→ Work request
Transcribe the records below in their entirety, and leave out each image.

---- Source records

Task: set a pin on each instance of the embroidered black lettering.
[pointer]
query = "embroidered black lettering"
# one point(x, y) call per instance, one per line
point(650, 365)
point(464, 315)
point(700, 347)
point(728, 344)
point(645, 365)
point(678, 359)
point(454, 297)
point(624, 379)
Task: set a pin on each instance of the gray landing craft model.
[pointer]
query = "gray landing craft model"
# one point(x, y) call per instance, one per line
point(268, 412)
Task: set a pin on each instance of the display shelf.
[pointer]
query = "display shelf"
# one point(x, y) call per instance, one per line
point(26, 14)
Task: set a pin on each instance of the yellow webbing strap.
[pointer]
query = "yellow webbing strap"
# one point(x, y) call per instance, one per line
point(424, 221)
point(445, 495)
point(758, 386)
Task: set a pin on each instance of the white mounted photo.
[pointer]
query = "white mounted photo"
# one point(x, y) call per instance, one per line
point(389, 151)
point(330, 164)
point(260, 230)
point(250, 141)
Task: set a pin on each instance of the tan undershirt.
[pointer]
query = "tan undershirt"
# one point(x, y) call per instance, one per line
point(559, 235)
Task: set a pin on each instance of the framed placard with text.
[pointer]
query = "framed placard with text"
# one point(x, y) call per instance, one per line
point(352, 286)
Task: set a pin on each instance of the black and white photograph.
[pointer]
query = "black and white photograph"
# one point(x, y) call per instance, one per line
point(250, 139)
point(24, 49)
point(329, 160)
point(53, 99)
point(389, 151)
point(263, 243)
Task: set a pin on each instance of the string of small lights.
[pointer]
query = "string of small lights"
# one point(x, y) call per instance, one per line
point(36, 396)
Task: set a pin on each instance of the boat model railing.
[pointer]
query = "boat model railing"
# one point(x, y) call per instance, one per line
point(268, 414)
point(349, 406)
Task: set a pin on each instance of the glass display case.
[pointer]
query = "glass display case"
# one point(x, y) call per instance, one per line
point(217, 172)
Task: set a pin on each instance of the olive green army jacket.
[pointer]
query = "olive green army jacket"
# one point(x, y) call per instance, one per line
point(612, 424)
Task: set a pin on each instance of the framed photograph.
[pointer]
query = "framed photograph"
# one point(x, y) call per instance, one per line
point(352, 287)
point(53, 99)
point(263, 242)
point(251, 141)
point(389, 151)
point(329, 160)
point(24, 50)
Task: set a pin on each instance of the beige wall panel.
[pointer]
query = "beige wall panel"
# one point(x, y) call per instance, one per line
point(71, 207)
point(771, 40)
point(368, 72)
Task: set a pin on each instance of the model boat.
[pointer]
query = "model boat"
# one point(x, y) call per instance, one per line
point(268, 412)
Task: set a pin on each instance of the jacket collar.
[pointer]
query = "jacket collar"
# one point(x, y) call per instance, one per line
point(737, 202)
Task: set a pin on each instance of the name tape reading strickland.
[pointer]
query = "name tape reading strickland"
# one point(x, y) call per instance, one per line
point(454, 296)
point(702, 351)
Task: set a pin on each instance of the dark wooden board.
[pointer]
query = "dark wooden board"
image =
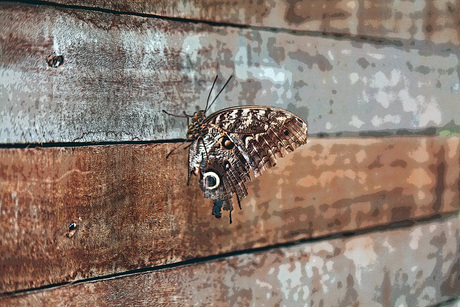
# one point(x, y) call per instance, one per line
point(423, 20)
point(413, 266)
point(133, 209)
point(120, 71)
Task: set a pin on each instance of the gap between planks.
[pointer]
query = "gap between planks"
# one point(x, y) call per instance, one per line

--------

→ Answer section
Task: set a pin on each instance of the embroidered black lettering.
[pointer]
query = "embroidered black lettering"
# one point(x, y) call per instance, one per line
point(650, 365)
point(464, 315)
point(700, 347)
point(728, 344)
point(645, 365)
point(678, 359)
point(454, 297)
point(624, 379)
Task: set a pin on each instance of the gray landing craft model.
[pointer]
query = "gray landing craft model"
# one point(x, y) call per instance, one per line
point(268, 412)
Task: set a pin on each instance of the display shelf.
[pointer]
query = "display shelf"
# one point(x, y) call per instance, one per line
point(26, 14)
Task: set a pin on each instance of the yellow webbing strap.
[pointer]
query = "yellow webbing strap"
# one point(x, y) call per instance, one per line
point(424, 221)
point(445, 495)
point(758, 386)
Task: set a pin on each instance of the white mounted photo.
[pointer]
query = "white mounted photo"
# one point(x, y) call per instance, one per line
point(389, 151)
point(330, 164)
point(260, 230)
point(250, 141)
Task: set a pin on each instance of the tan undershirt.
[pointer]
query = "tan undershirt"
# one point(x, y) call per instance, one per line
point(559, 235)
Task: set a pin on each instance of the framed placard with text.
[pointer]
query = "framed placard with text"
# one point(x, y) call per instance, one per line
point(352, 286)
Task: set a pin on each instance of the black and white photograph.
[pointer]
query = "black and white photograph"
# one point(x, y) call per instance, one per line
point(250, 139)
point(24, 49)
point(329, 160)
point(53, 99)
point(389, 151)
point(263, 243)
Task: set a pin on each instance of the string of small lights.
[pointer]
query = "string of small lights"
# one point(x, y) call per instance, one per line
point(36, 396)
Task: set a pin on each instance of the boat model railing.
[pointer]
query = "boat model railing"
# one point(x, y) call per instance, one per line
point(268, 414)
point(349, 406)
Task: set a pin on each instance of the glass display case.
[pointer]
query = "glass display case"
# one point(x, y) call per instance, one per line
point(217, 172)
Task: set a pin on each instance of the olive green army jacket.
[pointer]
query = "olive green army jacket"
# one point(x, y) call per instance, one per line
point(612, 424)
Task: set a pin on each instance of the framed photograph.
[pointer]
query = "framed photograph"
# one point(x, y) call per instance, one per line
point(352, 287)
point(53, 99)
point(263, 242)
point(251, 141)
point(389, 151)
point(329, 160)
point(24, 50)
Task: set a pin on each instance of the beige wall panel.
[pointer]
query = "beige wall panel"
# one point(x, y) call per instance, one per line
point(71, 207)
point(771, 40)
point(368, 72)
Task: set a pin on each instance of the model boat.
[pointer]
query = "model boat"
# one point(x, y) call per instance, one per line
point(268, 412)
Task: set a pin on each instance of the jacket collar.
[pointer]
query = "jacket collar"
# one point(x, y) call per instance, one per line
point(737, 202)
Task: set a pin on each instance of the name tape reading strickland.
[pointer]
query = "name tape reading strickland"
# one point(x, y) call per instance, one per line
point(454, 296)
point(702, 351)
Task: set a pin on each instance of the dark wooden board.
[pointer]
query = "dark wooden board"
image =
# one point(x, y) call per instance, one per line
point(423, 20)
point(413, 266)
point(133, 209)
point(120, 71)
Task: set a pin on each instance of the gap between planks.
[pointer]
query = "gap between planks"
# one point(x, y) call per instance, one per line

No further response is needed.